— START TEXT SEGMENT —
As you are (recursively) creating each node in the tree, you know the
prefix code to get to that node (remember that following a left
child pointer generates a 0
, and following a right child
pointer generates a 1
). If that prefix is one of the listed
bitcodes in the first part of the file, then we know we are at a leaf
(remember that all characters in a Huffman tree are leaves). Otherwise,
we are dealing with an internal node and you will have to create left
and right child nodes, calling yourself recursively on each one. Keep in
mind that when you call yourself recursively on the left child, you have
to add 0
to the end of the prefix; likewise, you have to
add 1
to the prefix for the right child. This algorithm
will require you to search through the bit codes that were read in from
the first part of the file. Also keep in mind that the size of the input
here (the number of characters) is very small (only 80 or so) – which
means that if you choose a linear time complexity data structure
(vector, for example), your code will run just fine.
The post-lab is cancelled for the spring 2021 semester.
There are two parts to this post-lab: the time and space
complexity analysis and submitting all your (working) code
again.
For the post-lab, we want you to think about the time and space
complexity analysis of your compression and decompression code. You
aren’t required to submit anything for this part, but you should think
carefully about the following points, as you may need to know them on
exams. See below for a discussion about the space/time
complexity.
Worst case running time – for this be sure to consider all steps
of the compression and decompression. You can leave off the cost of
calculating the compression ratio, printing the cost of the tree, and
printing a listing of the bit code for each character that was asked for
in the pre-lab. Refer to the list of steps given earlier in the
lab.
Space complexity – for this, you should calculate the number of
bytes that are used by each data structure in your implementation. The
easiest way to do this is to step through your code, just as you have
done for the worst case running time, and make a note each time you use
a new data structure. You do not need to take into account scalar
variables (loop counters, other singleton variables), focus on the data
structures whose size depends on values such as the total number of
characters and the total number of unique characters, and use those
values in your answer.
— END TEXT SEGMENT —
— START INFORMATION SHOWN —
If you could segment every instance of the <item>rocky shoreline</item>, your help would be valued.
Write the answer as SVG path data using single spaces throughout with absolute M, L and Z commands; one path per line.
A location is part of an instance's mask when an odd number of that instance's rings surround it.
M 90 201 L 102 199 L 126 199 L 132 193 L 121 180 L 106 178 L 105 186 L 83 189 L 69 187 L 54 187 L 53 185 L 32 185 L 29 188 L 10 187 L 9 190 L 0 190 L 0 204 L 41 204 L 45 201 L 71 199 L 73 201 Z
— END INFORMATION SHOWN —
WHAT TO WORK ON >>
(a) Answer these questions from the Huffman lab text:
(i) What bit is generated by following a right child pointer?
(ii) About how many characters does the input contain?
(iii) Which variables can be left out of the space complexity calculation?
(b) Write the next part of the Huffman lab text, picking up right after its final sentence.

EXPECTED RESPONSES >>
(a)
(i) 1
(ii) Only 80 or so
(iii) Scalar variables, such as loop counters and other singleton variables

(b)
Again, you aren’t required to submit anything for this section,
but you should use these points as a way to reflect on the work you have
done for the pre-lab and in-lab.
The purpose of this part of the post-lab is to clean up your
code from the pre-lab and in-lab, and submit all of it together. If your
pre-lab and in-lab code work properly, then there is no futher clean-up
to do; however, you must still submit the files along with a
new Makefile.
When we run make
, the code should be compiled into
two executables: encoder
and decoder
, which
are the pre-lab and in-lab code bases, respectively. Unlike the pre-lab
and in-lab, you should NOT name your
executables a.out
! After compiling your code with
make
, we will test it as such:
./encoder testfile.txt > encoded.txt
./decoder encoded.txt > output.txt
diff testfile.txt output.txt
This encodes a sample text file, then decodes it. Both the
original file (testfile.txt
) and the final file
(output.txt
) should be the same, which is what the
diff
command checks. If there are no differences between
the two files, then diff
will not print any
output.
Up until now, all of our Makefiles have generated a single
a.out
from the inputs given through OBJECTS
.
Now that we have two separate executables we need to create, you may
need some way to differentiate between the object files for each
one…
Remember the -o
flag for clang++? :)